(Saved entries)
────────────────────────────────────────

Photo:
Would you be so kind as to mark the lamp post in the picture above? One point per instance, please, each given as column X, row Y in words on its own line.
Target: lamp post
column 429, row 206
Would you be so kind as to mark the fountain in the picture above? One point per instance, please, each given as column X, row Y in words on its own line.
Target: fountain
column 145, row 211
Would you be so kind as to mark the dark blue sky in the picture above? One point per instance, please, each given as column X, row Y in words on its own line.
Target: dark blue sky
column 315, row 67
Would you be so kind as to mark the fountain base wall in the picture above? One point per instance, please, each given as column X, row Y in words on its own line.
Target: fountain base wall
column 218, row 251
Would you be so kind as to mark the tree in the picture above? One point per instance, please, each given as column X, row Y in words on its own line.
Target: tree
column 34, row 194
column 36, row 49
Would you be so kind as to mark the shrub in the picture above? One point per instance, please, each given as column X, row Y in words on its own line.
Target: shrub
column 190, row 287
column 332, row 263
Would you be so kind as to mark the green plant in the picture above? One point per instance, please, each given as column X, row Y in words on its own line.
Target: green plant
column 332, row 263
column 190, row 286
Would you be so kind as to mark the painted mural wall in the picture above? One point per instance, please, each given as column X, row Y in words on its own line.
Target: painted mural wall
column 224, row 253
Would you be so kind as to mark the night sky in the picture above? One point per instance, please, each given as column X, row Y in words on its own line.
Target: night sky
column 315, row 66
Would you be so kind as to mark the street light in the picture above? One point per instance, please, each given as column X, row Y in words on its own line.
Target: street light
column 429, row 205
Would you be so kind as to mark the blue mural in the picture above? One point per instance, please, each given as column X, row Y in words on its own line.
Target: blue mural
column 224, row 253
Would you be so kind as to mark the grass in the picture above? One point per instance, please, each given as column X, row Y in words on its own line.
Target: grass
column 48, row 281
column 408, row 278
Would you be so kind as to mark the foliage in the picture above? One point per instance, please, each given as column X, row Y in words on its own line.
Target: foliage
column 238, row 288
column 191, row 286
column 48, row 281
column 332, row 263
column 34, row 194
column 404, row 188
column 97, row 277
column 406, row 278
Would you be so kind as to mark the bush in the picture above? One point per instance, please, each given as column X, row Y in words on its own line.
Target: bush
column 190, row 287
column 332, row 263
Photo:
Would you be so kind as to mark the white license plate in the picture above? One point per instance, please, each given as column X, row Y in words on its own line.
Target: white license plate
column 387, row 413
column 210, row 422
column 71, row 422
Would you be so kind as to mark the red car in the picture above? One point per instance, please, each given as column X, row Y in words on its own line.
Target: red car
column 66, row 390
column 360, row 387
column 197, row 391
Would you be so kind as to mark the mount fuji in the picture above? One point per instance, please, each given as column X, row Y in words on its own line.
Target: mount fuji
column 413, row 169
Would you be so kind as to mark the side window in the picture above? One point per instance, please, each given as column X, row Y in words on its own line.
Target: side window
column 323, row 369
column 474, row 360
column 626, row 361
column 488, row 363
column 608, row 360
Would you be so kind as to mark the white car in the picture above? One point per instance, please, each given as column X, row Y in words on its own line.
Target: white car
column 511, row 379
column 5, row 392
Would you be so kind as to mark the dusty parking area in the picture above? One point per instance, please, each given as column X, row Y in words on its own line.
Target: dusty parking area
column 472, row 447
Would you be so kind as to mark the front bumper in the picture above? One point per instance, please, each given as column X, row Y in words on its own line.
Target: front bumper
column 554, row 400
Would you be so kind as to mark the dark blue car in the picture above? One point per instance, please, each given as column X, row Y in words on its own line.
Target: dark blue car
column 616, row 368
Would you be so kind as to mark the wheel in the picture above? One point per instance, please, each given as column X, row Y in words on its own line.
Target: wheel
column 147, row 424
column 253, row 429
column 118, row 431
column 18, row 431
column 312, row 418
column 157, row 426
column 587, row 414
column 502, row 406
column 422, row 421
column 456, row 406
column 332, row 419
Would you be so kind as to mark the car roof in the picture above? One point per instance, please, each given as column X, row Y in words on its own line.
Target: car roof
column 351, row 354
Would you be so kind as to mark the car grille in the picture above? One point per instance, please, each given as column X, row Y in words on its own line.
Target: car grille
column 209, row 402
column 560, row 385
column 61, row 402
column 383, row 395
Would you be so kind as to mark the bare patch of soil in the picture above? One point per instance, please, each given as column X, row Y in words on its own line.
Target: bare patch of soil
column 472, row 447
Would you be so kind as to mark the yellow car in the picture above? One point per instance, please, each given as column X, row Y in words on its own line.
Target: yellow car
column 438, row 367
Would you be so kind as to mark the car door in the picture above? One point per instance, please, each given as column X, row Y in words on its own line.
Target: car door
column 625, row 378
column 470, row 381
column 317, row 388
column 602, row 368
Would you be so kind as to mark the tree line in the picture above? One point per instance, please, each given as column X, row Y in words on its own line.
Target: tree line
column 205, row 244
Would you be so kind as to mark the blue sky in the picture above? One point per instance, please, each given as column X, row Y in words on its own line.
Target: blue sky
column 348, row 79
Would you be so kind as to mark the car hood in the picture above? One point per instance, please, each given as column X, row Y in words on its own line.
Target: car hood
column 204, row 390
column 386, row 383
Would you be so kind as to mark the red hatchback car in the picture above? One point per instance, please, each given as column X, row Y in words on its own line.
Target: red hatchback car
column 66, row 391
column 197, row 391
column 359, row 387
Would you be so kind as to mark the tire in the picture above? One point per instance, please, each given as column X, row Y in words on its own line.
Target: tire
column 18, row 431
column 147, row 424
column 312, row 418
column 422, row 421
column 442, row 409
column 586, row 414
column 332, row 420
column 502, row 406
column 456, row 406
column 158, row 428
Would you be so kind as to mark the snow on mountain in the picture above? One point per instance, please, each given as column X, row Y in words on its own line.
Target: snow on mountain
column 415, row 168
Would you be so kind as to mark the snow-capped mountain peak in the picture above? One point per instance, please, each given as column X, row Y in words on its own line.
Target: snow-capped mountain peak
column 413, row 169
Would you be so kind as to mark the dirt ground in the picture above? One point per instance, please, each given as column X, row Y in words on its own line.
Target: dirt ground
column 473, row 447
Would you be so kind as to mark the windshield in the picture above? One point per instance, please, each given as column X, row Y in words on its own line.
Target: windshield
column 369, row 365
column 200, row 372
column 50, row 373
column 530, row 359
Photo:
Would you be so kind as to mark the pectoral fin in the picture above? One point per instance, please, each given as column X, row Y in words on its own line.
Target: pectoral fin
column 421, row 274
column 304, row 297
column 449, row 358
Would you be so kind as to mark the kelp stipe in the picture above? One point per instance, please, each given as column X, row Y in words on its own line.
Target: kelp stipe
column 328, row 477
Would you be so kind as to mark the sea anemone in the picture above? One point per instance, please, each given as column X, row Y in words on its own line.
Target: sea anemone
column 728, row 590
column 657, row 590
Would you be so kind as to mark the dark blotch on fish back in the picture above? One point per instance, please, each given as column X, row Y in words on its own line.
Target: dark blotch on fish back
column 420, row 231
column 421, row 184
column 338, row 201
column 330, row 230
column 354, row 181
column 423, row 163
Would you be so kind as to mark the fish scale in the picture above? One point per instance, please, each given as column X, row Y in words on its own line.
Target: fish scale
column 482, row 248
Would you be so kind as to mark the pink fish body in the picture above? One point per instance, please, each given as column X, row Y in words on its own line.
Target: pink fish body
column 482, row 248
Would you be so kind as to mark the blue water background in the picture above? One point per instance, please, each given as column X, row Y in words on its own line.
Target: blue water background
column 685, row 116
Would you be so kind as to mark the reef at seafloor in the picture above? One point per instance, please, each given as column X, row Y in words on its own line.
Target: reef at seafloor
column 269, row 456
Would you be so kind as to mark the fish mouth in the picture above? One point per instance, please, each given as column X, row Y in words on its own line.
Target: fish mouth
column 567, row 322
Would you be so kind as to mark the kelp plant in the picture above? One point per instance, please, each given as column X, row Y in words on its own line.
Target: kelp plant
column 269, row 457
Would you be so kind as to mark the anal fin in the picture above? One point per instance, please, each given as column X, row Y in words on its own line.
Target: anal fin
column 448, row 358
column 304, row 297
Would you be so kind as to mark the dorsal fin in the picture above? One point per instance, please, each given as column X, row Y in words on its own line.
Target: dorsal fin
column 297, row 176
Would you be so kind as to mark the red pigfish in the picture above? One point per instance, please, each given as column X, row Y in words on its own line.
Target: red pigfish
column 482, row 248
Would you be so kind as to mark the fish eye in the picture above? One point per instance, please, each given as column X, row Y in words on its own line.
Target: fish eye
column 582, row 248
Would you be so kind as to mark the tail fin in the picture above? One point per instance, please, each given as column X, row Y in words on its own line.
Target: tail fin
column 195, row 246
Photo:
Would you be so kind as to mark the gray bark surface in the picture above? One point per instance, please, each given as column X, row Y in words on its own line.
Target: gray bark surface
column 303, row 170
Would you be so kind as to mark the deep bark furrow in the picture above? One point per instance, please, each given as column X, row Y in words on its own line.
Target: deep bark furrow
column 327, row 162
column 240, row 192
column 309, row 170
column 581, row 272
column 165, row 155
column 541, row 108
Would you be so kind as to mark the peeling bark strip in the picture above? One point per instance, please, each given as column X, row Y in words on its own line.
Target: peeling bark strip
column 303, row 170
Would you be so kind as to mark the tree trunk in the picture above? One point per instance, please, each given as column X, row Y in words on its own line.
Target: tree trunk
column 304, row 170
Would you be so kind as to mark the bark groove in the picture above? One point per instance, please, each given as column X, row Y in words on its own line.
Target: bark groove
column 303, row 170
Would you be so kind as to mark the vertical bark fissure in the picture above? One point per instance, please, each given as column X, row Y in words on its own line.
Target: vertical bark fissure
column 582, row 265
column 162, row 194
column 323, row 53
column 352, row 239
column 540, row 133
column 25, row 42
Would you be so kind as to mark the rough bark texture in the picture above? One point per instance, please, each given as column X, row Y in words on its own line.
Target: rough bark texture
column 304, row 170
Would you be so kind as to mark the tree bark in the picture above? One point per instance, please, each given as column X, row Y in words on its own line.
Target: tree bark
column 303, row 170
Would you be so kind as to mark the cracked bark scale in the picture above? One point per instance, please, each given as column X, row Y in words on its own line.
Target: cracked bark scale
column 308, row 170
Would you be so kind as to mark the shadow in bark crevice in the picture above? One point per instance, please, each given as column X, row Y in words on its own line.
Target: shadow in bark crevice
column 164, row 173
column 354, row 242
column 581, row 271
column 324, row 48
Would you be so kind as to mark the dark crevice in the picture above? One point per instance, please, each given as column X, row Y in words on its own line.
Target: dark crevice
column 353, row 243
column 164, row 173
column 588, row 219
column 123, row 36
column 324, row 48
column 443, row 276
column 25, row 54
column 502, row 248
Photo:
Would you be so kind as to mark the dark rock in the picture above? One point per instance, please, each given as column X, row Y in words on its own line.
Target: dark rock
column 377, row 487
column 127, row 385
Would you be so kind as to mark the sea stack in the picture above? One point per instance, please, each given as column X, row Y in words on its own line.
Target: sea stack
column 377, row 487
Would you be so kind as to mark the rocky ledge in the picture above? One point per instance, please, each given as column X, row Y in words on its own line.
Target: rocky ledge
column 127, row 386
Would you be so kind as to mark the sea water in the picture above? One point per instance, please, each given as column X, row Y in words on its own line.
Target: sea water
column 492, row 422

────────────────────────────────────────

HOW TO COMPLETE THIS TASK ::
The response should contain only a verbatim copy of the lines from the line with "Target: rocky ledge" to the final line of the records.

SOLVED PROBLEM ::
Target: rocky ledge
column 127, row 386
Would you be so kind as to mark the sea water in the picture above? One point per instance, please, each given as column X, row Y in words on its own line.
Target: sea water
column 492, row 422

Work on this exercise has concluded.